* [WHAT THE EXERCISE ASKS]:
Exactly as written, print each record in the listing.

* [DATASET ENTRIES]:
■ ■ ■ ■
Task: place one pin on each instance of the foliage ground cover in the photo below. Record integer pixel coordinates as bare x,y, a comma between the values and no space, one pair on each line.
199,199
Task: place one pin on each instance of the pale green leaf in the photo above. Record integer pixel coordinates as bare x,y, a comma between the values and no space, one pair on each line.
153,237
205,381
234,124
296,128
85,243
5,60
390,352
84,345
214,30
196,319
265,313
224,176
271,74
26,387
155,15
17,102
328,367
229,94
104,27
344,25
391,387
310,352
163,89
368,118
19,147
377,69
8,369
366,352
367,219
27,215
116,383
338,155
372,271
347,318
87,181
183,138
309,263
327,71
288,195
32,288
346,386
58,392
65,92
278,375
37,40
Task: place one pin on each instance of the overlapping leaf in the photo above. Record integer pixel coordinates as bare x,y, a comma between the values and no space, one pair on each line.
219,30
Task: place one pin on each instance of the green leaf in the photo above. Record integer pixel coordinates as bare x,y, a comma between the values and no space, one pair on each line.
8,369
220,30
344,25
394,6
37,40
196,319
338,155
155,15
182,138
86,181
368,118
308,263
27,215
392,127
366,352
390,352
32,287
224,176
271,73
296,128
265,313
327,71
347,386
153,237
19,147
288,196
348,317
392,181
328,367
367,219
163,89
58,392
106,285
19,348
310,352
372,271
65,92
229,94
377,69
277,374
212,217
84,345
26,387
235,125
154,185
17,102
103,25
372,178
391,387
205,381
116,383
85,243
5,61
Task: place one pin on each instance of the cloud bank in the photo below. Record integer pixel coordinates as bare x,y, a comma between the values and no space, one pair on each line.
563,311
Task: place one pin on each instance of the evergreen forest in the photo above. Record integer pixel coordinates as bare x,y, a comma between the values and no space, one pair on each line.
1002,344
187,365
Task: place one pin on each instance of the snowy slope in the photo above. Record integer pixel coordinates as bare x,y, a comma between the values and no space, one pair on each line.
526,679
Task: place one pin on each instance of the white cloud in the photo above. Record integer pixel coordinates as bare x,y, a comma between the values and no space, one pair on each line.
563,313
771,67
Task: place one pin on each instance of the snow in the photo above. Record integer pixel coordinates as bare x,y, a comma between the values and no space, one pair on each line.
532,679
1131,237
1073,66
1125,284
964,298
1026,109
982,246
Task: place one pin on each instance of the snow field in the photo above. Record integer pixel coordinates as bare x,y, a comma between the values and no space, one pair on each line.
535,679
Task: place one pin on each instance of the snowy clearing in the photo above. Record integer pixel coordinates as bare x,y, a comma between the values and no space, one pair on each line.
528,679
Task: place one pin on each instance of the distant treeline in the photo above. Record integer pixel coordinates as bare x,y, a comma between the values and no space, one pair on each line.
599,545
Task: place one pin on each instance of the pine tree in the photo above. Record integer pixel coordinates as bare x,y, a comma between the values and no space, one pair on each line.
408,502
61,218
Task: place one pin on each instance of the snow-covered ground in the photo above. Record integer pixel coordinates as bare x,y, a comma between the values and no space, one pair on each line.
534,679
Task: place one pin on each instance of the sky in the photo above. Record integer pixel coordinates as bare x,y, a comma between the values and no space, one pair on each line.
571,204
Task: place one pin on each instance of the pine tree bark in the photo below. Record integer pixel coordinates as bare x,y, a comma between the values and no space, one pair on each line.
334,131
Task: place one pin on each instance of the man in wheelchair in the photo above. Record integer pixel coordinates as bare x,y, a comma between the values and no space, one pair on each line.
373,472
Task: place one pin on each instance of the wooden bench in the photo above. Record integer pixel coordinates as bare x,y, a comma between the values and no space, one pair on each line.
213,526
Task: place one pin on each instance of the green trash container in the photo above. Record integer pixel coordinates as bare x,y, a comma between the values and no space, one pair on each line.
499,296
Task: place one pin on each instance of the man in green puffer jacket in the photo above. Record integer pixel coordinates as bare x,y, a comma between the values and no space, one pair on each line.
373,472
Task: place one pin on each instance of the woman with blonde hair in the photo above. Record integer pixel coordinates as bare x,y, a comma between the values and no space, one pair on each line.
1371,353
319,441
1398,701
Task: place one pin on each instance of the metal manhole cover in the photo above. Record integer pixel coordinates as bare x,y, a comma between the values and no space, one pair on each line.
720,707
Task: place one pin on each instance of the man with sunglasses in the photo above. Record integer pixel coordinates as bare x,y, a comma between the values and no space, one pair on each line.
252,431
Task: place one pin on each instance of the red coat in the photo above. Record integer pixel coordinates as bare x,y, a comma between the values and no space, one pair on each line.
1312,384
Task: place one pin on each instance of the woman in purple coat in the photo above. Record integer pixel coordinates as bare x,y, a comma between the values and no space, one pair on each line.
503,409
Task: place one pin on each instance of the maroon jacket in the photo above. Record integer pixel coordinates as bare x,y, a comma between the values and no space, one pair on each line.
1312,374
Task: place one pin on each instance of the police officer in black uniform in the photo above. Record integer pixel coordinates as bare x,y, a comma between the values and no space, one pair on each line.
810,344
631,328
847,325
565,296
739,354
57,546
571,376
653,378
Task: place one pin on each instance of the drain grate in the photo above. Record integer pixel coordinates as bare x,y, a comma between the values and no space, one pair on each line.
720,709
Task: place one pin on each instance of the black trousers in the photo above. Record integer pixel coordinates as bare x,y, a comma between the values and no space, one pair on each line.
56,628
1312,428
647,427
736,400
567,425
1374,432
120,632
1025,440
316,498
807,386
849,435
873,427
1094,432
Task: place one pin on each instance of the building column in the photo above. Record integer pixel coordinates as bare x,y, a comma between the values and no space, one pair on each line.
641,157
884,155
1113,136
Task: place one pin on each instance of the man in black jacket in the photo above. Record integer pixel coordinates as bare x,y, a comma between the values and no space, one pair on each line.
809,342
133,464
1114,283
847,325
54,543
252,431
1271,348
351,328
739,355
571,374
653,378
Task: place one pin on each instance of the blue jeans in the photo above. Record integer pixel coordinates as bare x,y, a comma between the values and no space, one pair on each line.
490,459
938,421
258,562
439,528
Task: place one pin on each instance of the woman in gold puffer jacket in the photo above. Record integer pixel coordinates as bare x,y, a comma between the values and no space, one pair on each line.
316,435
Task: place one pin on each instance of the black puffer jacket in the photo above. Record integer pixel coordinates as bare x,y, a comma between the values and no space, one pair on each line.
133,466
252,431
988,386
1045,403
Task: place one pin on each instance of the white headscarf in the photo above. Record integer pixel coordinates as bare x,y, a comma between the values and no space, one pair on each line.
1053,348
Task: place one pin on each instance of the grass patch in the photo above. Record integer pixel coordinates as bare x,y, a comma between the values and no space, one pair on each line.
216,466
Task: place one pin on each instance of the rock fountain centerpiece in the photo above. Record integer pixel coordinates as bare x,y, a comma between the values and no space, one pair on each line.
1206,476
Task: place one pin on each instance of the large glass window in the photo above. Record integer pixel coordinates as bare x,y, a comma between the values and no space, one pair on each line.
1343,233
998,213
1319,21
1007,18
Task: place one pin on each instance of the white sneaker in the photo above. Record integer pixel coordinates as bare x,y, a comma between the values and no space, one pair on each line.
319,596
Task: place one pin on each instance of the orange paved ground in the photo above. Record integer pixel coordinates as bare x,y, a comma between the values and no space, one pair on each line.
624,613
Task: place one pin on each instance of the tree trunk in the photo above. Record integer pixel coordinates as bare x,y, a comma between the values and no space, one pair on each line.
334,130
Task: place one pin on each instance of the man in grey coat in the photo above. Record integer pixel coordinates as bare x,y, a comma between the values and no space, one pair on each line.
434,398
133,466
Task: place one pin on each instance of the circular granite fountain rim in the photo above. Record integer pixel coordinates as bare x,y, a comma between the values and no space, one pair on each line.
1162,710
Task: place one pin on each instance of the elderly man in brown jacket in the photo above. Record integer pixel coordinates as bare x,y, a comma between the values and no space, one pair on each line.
■ ■ ■ ■
* [FULL OUTPUT]:
Task: place one pin on each instance of the foliage ground cover in the photo below. Record integer pixel coordinates as bare x,y, a comma between the values and no space, one pair on each line.
199,199
Task: place one pin on each instance of the pale green leaf in the photo above. Record integer pixel coordinates as bare x,y, a comma between the values and no space, one pair on each line.
153,237
205,381
234,124
296,128
85,243
5,60
390,352
84,345
214,30
196,319
265,313
224,176
271,74
26,387
155,15
17,102
328,367
229,94
104,27
344,25
391,387
310,352
163,89
368,118
19,147
377,69
8,369
366,352
367,219
27,215
116,383
338,155
372,271
347,318
87,181
183,138
309,263
327,71
288,195
32,288
346,386
58,392
65,92
278,375
37,40
Task: place one pin on each instance of the overlapping leaf in the photo above. Record integer pixel coordinates as bare x,y, a comma between the values and no space, one pair on each line.
219,30
Task: place one pin on each instance of the green leaf in the photo above. Record integer pixel coordinates as bare x,y, a comma between the values and no space, one pair on each line.
8,369
220,30
344,25
394,6
37,40
196,319
338,155
155,15
182,138
86,181
368,118
308,263
27,215
392,127
366,352
390,352
32,287
224,176
271,73
296,128
265,313
327,71
347,386
153,237
19,147
288,196
348,317
392,181
328,367
367,219
163,89
58,392
106,285
19,348
310,352
372,271
65,92
229,94
377,69
277,374
212,217
84,345
26,387
235,125
154,185
17,102
103,25
372,178
391,387
205,381
116,383
85,243
5,61
Task: place one pin on each instance of the cloud bank in the photo below. Record integer pixel coordinates as bare x,y, a comma between the values and no space, one pair on each line.
563,311
Task: place one pin on each instance of the evergreen forest in the photo above. Record integer pixel coordinates as bare x,y, a comma between the values and no space, one pair on each line.
1002,344
187,365
Task: place one pin on each instance of the snowy slope in the photo above. Record integer pixel coordinates as bare x,y, a comma between the values and no space, one pair on each line.
526,679
Task: place one pin on each instance of the white cloud in the photo above. Record integer pixel coordinates as bare x,y, a comma between the values and no space, one pair on each line.
563,313
771,67
Task: place one pin on each instance of the snow in the photo above. Record integer pixel coordinates as bare x,y, a comma between the values and no space, one pair on each line.
532,679
1131,237
1073,66
1125,284
964,298
1026,109
982,246
Task: place one pin on each instance of the snow field in the photo above. Record integer pixel coordinates as bare x,y, a comma between the values and no space, one pair on each line.
535,679
Task: place one pin on each instance of the snowy clearing in the photo above. Record integer pixel coordinates as bare x,y, a comma between the values and no space, one pair on each line.
528,679
Task: place one pin on each instance of the distant treeline in the photo above. Record integer pixel coordinates as bare x,y, a comma between the values and no space, one pair on each line.
599,545
Task: place one pin on each instance of the pine tree in the photo above. Record integer pixel coordinates as bare x,y, a comma between the values and no space, one pair on each line.
408,502
61,218
Task: place one pin on each instance of the snow-covered ground in the photo above. Record integer pixel coordinates as bare x,y, a comma between the values and no space, one pair on each line.
534,679
Task: place one pin on each instance of the sky in the photo above. Record integer pixel coordinates as bare x,y, a comma between the values and no space, one pair on each line.
571,204
Task: place one pin on each instance of the pine tree bark in the photo below. Record integer pixel coordinates as bare x,y, a comma between the values and no space, one pair on each line.
334,131
Task: place one pin on each instance of the man in wheelchair in the photo above. Record integer pixel coordinates as bare x,y, a comma between the values and no space, one pair on each line.
373,472
Task: place one pin on each instance of the wooden bench in the photo above. Record integer pixel coordinates as bare x,y, a comma between the values and no space, one pair on each line.
213,526
Task: place one pin on each instance of the green trash container in the photo above. Record integer pixel coordinates as bare x,y, a comma between the values and no space, one pair on each line.
499,296
Task: place one pin on each instance of the man in green puffer jacket in the photo above. Record integer pixel coordinates as bare x,y, a comma between the values and no space, one pair on each line.
373,472
Task: place one pin on each instance of the woman with blonde hair in the photo above. Record integer pixel coordinates as bare x,y, a comma between the values and no space, one pair on each line.
1371,353
319,441
1398,701
Task: place one pin on each instance of the metal manhole cover in the photo above. Record integer pixel coordinates as bare x,y, a comma between the values and no space, one pair on each line.
720,707
Task: place one pin on each instance of the man with sunglasses in the photo above. Record integer pixel coordinates as bare x,y, a comma between the values and no space, one pair on each line.
252,431
Task: place one pin on each instance of the red coat in the photo above. Record integer pixel coordinates as bare x,y, a comma between the values and no space, one pair on each line.
1312,384
Task: place one pin on each instance of the woman in purple coat in the photo above. Record integer pixel coordinates as bare x,y, a comma between the values and no space, one pair on each line.
503,409
Task: place one pin on each instance of the maroon jacket in the photo above. Record integer pixel coordinates as bare x,y, a comma between the values and no space, one pair on each line.
1312,374
Task: place one pin on each instance of the police officer in black uniform in the photo above. Record integer pixel coordinates as bare x,y, a comma between the values and no space, one pair on each line.
810,344
631,328
847,325
565,296
739,354
57,546
571,376
653,378
Task: place one pin on each instance of the drain grate in the photo above. Record integer pixel coordinates as bare x,y, a comma between the values and no space, one pair on each line.
720,709
Task: place one pin on each instance of the black trousers in the photo above. Record integer pixel coordinates as bare x,y, a comma between the values and no space, one pair on each line.
56,628
1312,428
647,427
736,400
567,425
1374,432
120,632
1025,440
316,498
807,386
849,435
873,427
1094,432
Task: place one pin on each instance of the building column in the photo above. Record integer pixel coordinates as bare x,y, a comma between the values and no space, one pair on each line.
641,157
884,155
1113,136
Task: place one pin on each instance of the man in black jacket in the photo above. Record integer pixel coordinates as bare x,y, a comma between the values and no space, one pair on each line.
809,342
133,464
1114,283
847,325
54,543
252,431
1271,348
351,328
739,355
571,374
653,378
Task: place one pin on each instance of the blue jeans in the photo above. Record integer pixel coordinates as bare x,y, a comma between the values and no space, one pair on each line.
490,459
938,421
258,562
439,528
Task: place one pin on each instance of the woman in gold puffer jacket in the photo above. Record integer pixel coordinates as bare x,y, a comma between the values and no space, one pair on each line.
316,435
Task: place one pin on each instance of the black puffer jacket in the photo above. Record integer pixel coordinates as bare x,y, a comma between the values and no space, one pair on each line.
133,466
252,431
988,386
1045,403
Task: place one pin on each instance of the white headscarf in the photo above. Record integer pixel coordinates as bare x,y, a comma between the values and no space, one pair on each line.
1053,348
Task: place one pin on each instance of the grass patch in the photo above. Record integer pixel coordinates as bare x,y, a comma between the values and no space, one pair on each line.
216,466
Task: place one pin on each instance of the rock fountain centerpiece in the photo above. Record integer pixel coordinates as bare x,y, a comma between the values and no space, one pair on each line.
1206,476
Task: place one pin on each instance of the large glass window in the photo above. Record integer pixel coordinates as bare x,y, a comma between the values and no space, one pair on each line.
1343,233
998,213
1319,21
1007,18
Task: place one pin on each instance of the white sneaker in the photo above. Record integer pixel coordinates as bare x,y, a comma between the values and no space, one pair on each line.
319,596
Task: place one pin on each instance of the orange paved ground in the photo above. Record integer pixel coordinates as bare x,y, a comma between the values and no space, one pair on each line.
624,613
Task: place one pin on each instance of the tree trunk in the photo above. Record integer pixel coordinates as bare x,y, a comma between the values and no space, one pair on each line.
334,130
Task: place one pin on each instance of the man in grey coat in the photo above. Record integer pixel coordinates as bare x,y, a comma between the values and no space, one pair on each line.
434,398
133,466
Task: place one pin on each instance of the circular granite fountain rim in the photo above. Record integer pixel coordinates as bare x,y, a comma between the values and no space, one pair on each line.
1162,710
Task: place one pin on each instance of the elderly man in brown jacket in the photo above. Record integer pixel coordinates as bare x,y, a comma between the values and no space, one pair on each line.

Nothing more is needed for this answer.